Photo labels with bounding boxes:

::::::::::

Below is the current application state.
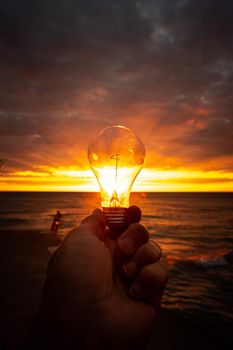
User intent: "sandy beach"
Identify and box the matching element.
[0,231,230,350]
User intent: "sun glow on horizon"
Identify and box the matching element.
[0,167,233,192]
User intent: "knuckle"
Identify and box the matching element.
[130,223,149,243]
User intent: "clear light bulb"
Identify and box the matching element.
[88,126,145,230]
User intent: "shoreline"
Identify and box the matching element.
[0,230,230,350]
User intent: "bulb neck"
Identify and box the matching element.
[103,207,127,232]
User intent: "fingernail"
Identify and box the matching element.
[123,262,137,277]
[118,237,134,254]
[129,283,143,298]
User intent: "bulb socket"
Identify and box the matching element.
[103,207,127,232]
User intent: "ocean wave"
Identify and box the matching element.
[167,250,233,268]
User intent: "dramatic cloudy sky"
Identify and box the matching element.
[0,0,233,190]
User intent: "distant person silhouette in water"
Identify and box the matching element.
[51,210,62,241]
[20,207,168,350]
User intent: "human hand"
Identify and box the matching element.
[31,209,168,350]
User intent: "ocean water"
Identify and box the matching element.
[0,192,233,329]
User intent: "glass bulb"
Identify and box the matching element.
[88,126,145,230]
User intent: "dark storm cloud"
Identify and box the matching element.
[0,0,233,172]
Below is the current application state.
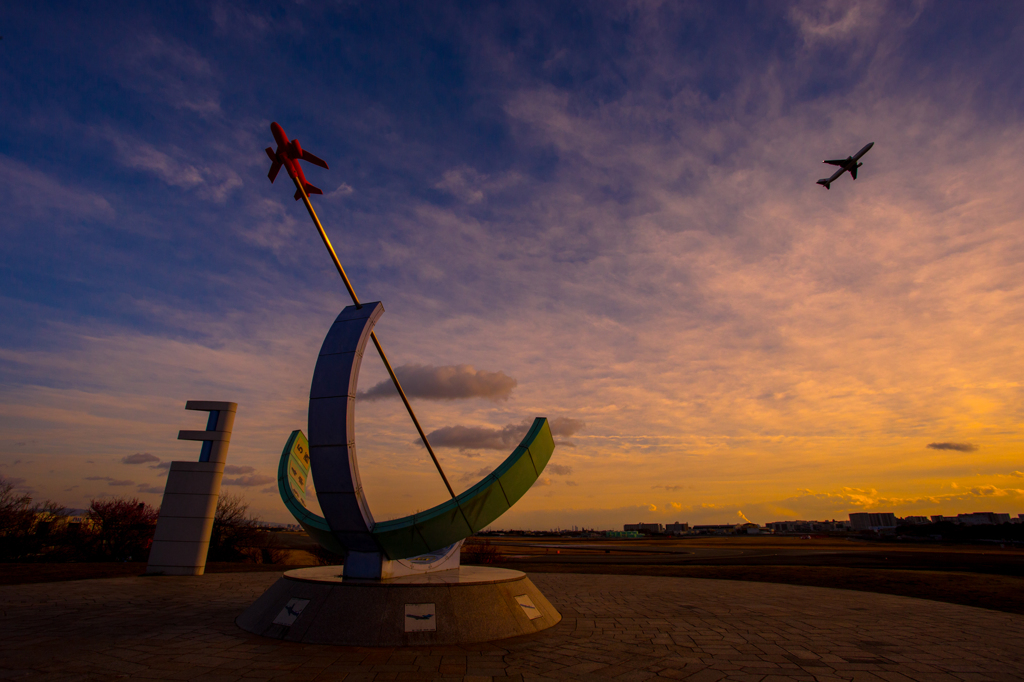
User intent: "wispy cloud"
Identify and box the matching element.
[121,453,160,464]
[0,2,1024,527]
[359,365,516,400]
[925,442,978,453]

::::::::::

Prompt:
Put every line of the rows above into a Markdown table with two columns, "No." for the line number and "Line" for the line itself, skipping any blank lines. Leave the pictures out of the answer.

Solved problem:
| No. | Line |
|---|---|
| 1 | Below is the current application state. |
| 2 | User intent: "sandy beach" |
| 3 | Identify and box the matching element. |
| 4 | [0,231,230,350] |
| 5 | User intent: "sun glow on horizon" |
| 6 | Identify and box the matching element. |
| 7 | [0,167,233,192] |
| 8 | User intent: "knuckle" |
| 9 | Identify and box the matching element. |
| 10 | [130,223,149,243] |
| 11 | User intent: "clear light bulb" |
| 12 | Identify and box the matching element. |
| 13 | [88,126,145,230] |
| 14 | User intent: "shoreline" |
| 15 | Identify and box the matching element. |
| 16 | [0,230,230,350] |
| 17 | User intent: "bulb neck" |
| 18 | Identify and box the matching element. |
| 19 | [103,207,127,232] |
| 20 | User intent: "fingernail" |
| 21 | Identify and box the matching element. |
| 22 | [123,262,137,277] |
| 23 | [118,237,134,254] |
| 24 | [129,283,143,298] |
| 25 | User intent: "bulb socket" |
| 26 | Identify and box the matching element. |
| 27 | [103,207,127,232] |
| 28 | User intent: "ocean wave" |
| 29 | Identify and box the matching element. |
| 30 | [167,250,233,268] |
| 31 | User intent: "dramatic cloudy sky" |
| 32 | Identify and box the matching element. |
| 33 | [0,0,233,190] |
| 34 | User intent: "distant person silhouette in water" |
| 35 | Identify and box the matching element. |
| 36 | [51,210,62,241] |
| 37 | [20,207,168,350] |
| 38 | User intent: "human hand" |
| 39 | Identify and box the matching element. |
| 40 | [31,209,168,350] |
| 41 | User intent: "ocean water" |
| 42 | Identify and box the matching element. |
| 43 | [0,192,233,329] |
| 44 | User intent: "glass bulb" |
| 45 | Identify and box the matching element. |
| 46 | [88,126,145,230] |
| 47 | User intent: "dark storm cloud" |
| 48 | Identify and box the matching element. |
| 49 | [0,0,233,172] |
| 50 | Below is the current application state. |
| 51 | User intent: "wispy cloud" |
| 52 | Identify and box the matching element. |
| 53 | [121,453,160,464] |
| 54 | [0,2,1024,527] |
| 55 | [359,365,516,400] |
| 56 | [925,442,978,453] |